TASK SET ::
a: According to the abstract on dental pulp stem cells below, why do these cells lose proliferative capacity and osteogenic-lipogenic differentiation potential with longer in vitro expansion? Answer in one to three sentences.
b: From the abstract on dental pulp stem cells below, set down the stretch from "Materials and methods: The" through "investigate potential mechanisms.", word for word.
-------- TEXT PASSAGE
Abstract
Background/purpose: The utilisation of human dental pulp stem cells (hDPSCs) as autologous stem cells for tissue repair and regenerative techniques represents a significant area of research globally. The objective of this experiment was to investigate the effect of long-term in vitro culture on the multidifferentiation potential of human dental pulp stem cells and the potential molecular mechanisms involved.
Materials and methods: The tissue block method was employed to extract hDPSCs from orthodontic minus extraction patients, which were then expanded and cultured in vitro for 12 generations. Stem cells from passages 3, 6, 9 and 12 were selected. Flow cytometry was employed to detect the expression of stem cell surface markers, while CCK-8 was used to assess cell proliferation ability. β-galactosidase staining was employed to detect Cellular senescence, alizarin red S staining was employed to assess osteogenic potential, while Oil Red O staining was used to evaluate lipogenic capacity. RNA sequencing analysis was conducted to identify differentially expressed genes in DPSCs and to investigate potential mechanisms.
Results: With increasing passage number, pulp stem cells showed an increase in senescent cells and a decrease in proliferative capacity and osteogenic-lipogenic multidifferentiation potential. The expression of the stem cell surface markers CD34 and CD45 was stable, whereas the expression of CD73, CD90 and CD105 decreased with increasing passages. According to RNA-seq analysis, The differentially expressed genes CFH, WNT16, HSD17B2, IDI and COL5A3 may be associated with stem cell senescence.
Conclusion: An increase in in vitro expansion has been observed to induce a state of cellular senescence in pulp stem cells, which in turn results in a reduction in their proliferative capacity and osteogenic-lipogenic differentiation potential. Differential expression of genes such as CFH, Wnt16, HSD17B2, IDI, and COL5A3 may represent a potential mechanism for the induction of cellular senescence in pulp stem cells.
----------------
-------- EXTRACTED RECORDS
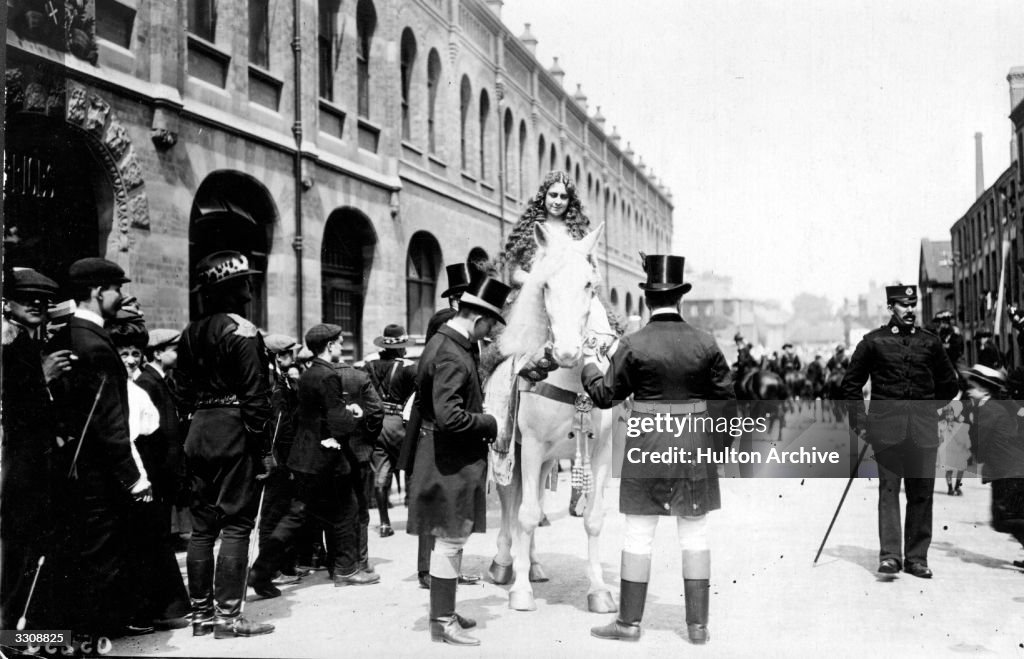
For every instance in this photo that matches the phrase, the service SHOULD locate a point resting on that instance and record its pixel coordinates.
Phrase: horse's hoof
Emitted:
(601, 602)
(521, 601)
(501, 574)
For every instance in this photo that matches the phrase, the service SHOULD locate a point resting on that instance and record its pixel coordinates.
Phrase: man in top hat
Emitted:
(394, 380)
(91, 406)
(668, 366)
(323, 464)
(911, 379)
(29, 436)
(448, 490)
(223, 378)
(949, 334)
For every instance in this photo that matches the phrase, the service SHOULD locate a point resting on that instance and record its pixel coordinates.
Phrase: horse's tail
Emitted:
(498, 393)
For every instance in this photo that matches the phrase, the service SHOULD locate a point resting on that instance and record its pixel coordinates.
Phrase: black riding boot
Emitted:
(201, 595)
(229, 589)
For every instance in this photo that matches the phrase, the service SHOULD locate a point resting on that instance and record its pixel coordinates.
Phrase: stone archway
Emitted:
(39, 90)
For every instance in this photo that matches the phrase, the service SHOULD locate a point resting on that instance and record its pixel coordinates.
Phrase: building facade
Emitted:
(987, 245)
(350, 147)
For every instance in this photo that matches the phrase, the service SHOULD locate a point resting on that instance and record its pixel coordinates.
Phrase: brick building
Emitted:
(987, 236)
(351, 148)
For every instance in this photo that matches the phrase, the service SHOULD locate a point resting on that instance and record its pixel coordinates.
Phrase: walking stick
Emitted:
(73, 472)
(254, 535)
(853, 475)
(32, 590)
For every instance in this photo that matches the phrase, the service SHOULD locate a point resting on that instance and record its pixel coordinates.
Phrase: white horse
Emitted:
(553, 311)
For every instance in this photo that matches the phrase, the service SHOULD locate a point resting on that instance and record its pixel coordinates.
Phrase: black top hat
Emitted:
(221, 266)
(26, 281)
(95, 271)
(665, 272)
(393, 337)
(986, 376)
(902, 294)
(487, 296)
(458, 279)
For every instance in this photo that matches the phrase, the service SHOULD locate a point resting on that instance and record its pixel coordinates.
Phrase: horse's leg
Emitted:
(521, 594)
(509, 495)
(537, 573)
(599, 598)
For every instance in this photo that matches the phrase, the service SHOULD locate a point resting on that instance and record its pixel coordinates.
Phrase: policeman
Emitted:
(670, 367)
(911, 378)
(223, 376)
(448, 491)
(790, 362)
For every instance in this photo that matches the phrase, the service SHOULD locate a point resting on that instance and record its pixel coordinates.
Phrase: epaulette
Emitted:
(245, 328)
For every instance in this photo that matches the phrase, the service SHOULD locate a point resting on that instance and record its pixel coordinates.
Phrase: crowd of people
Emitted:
(112, 429)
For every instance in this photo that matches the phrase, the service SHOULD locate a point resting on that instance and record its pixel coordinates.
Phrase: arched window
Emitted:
(233, 211)
(484, 114)
(509, 123)
(542, 154)
(422, 266)
(522, 159)
(366, 24)
(346, 259)
(433, 77)
(408, 60)
(327, 44)
(465, 96)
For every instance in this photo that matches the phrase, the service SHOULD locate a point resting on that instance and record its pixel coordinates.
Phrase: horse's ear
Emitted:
(591, 239)
(541, 234)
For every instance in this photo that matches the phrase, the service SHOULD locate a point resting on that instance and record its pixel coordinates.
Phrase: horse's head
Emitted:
(566, 271)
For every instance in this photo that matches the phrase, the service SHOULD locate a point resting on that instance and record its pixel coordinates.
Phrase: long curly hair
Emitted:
(520, 247)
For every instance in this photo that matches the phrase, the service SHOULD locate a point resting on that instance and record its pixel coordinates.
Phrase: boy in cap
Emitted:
(91, 405)
(323, 464)
(448, 488)
(223, 377)
(29, 435)
(394, 380)
(911, 379)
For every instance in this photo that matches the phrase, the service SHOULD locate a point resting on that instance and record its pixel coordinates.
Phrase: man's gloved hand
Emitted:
(141, 491)
(269, 466)
(1016, 316)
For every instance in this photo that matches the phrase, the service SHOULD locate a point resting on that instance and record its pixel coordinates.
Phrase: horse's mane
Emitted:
(527, 321)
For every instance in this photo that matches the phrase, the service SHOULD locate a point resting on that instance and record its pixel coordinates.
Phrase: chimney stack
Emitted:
(1016, 80)
(979, 168)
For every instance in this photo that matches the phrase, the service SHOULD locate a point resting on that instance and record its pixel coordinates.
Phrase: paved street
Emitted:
(766, 597)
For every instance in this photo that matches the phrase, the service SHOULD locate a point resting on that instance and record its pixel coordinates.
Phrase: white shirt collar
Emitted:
(88, 314)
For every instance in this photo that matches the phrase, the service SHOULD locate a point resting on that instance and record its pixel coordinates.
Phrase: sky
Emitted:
(809, 144)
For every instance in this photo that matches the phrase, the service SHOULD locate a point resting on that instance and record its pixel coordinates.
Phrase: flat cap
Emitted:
(27, 280)
(163, 338)
(323, 333)
(279, 343)
(95, 271)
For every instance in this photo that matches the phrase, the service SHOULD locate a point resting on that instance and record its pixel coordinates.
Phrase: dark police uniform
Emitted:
(223, 376)
(911, 379)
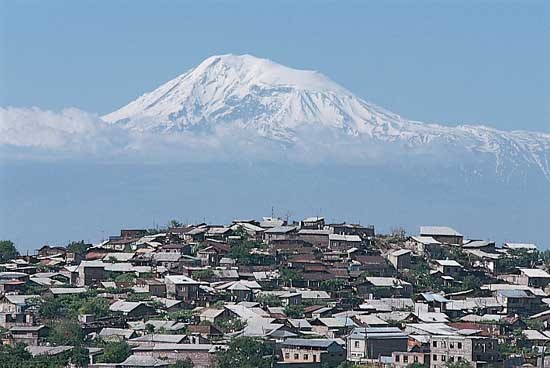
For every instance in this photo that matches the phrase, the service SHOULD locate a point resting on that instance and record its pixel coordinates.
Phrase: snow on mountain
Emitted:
(279, 103)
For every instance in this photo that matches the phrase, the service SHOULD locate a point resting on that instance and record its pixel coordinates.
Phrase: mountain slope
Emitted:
(266, 99)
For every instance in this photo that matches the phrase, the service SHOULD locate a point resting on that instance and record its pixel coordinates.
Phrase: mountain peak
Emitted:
(254, 97)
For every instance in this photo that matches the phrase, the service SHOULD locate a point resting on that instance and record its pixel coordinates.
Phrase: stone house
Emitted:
(365, 343)
(312, 352)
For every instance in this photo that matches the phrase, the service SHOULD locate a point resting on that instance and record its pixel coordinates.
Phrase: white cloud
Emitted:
(32, 133)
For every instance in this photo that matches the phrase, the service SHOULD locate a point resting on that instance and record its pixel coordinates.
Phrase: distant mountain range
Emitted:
(237, 135)
(287, 107)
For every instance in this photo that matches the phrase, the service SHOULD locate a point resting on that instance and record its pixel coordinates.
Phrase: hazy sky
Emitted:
(439, 61)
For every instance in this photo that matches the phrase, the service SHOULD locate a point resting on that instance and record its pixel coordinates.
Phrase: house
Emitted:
(522, 302)
(448, 267)
(29, 335)
(16, 303)
(528, 247)
(280, 233)
(117, 334)
(372, 265)
(131, 309)
(400, 259)
(533, 277)
(202, 355)
(482, 259)
(366, 343)
(135, 361)
(313, 223)
(442, 234)
(422, 244)
(212, 254)
(384, 287)
(251, 229)
(364, 232)
(47, 251)
(344, 242)
(416, 355)
(333, 327)
(90, 273)
(318, 238)
(454, 348)
(182, 288)
(312, 352)
(271, 222)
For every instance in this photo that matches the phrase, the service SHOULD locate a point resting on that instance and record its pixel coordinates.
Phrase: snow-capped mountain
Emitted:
(281, 104)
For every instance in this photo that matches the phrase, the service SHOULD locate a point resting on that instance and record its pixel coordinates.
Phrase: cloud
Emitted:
(35, 134)
(45, 134)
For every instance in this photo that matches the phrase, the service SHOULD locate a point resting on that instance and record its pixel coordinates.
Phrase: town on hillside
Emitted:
(276, 293)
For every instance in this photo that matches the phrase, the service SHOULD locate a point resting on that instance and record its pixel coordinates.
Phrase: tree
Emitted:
(66, 332)
(115, 352)
(294, 310)
(245, 352)
(7, 250)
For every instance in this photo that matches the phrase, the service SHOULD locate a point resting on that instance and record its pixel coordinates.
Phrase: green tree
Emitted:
(115, 352)
(245, 352)
(294, 310)
(66, 332)
(7, 250)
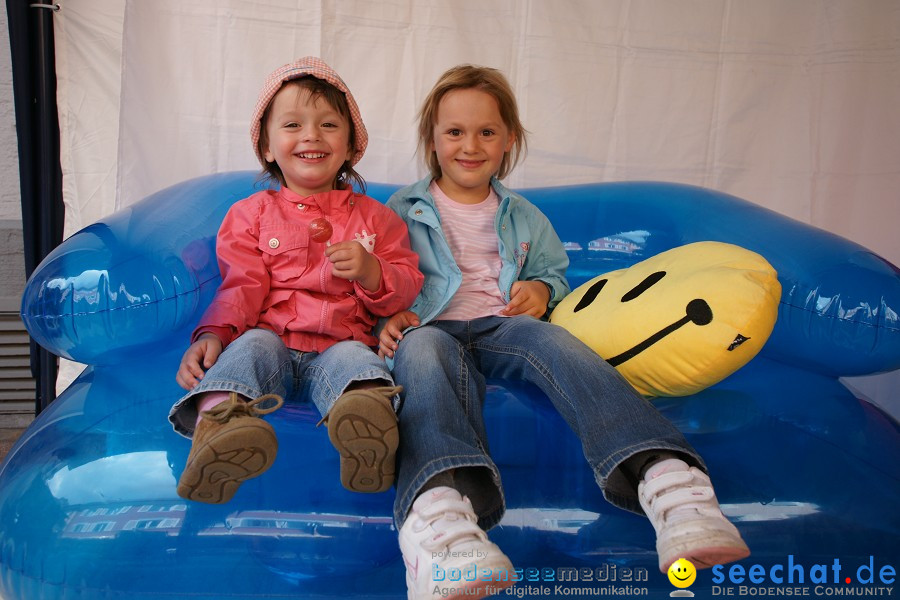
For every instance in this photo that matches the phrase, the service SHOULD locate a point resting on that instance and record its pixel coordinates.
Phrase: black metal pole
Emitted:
(32, 52)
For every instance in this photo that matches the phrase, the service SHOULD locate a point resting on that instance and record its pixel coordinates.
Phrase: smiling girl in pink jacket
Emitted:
(307, 268)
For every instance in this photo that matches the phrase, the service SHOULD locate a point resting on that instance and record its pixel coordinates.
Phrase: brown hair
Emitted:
(488, 80)
(318, 88)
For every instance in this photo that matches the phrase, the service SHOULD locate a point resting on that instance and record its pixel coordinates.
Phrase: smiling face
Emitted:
(469, 140)
(308, 139)
(682, 573)
(679, 321)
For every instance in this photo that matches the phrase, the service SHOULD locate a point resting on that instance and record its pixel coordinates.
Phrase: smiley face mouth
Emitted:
(697, 312)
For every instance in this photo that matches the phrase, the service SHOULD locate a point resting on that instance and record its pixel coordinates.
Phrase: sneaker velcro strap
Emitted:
(440, 508)
(236, 407)
(462, 530)
(677, 488)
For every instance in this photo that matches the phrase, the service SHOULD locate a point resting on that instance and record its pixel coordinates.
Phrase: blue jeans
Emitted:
(258, 363)
(442, 367)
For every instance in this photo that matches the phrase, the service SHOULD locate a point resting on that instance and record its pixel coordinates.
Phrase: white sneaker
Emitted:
----------------
TASK RESPONSES ::
a: Longer in vitro expansion puts the pulp stem cells into a state of cellular senescence. That senescence in turn reduces their proliferative capacity and their osteogenic-lipogenic differentiation potential.

b:
Materials and methods: The tissue block method was employed to extract hDPSCs from orthodontic minus extraction patients, which were then expanded and cultured in vitro for 12 generations. Stem cells from passages 3, 6, 9 and 12 were selected. Flow cytometry was employed to detect the expression of stem cell surface markers, while CCK-8 was used to assess cell proliferation ability. β-galactosidase staining was employed to detect Cellular senescence, alizarin red S staining was employed to assess osteogenic potential, while Oil Red O staining was used to evaluate lipogenic capacity. RNA sequencing analysis was conducted to identify differentially expressed genes in DPSCs and to investigate potential mechanisms.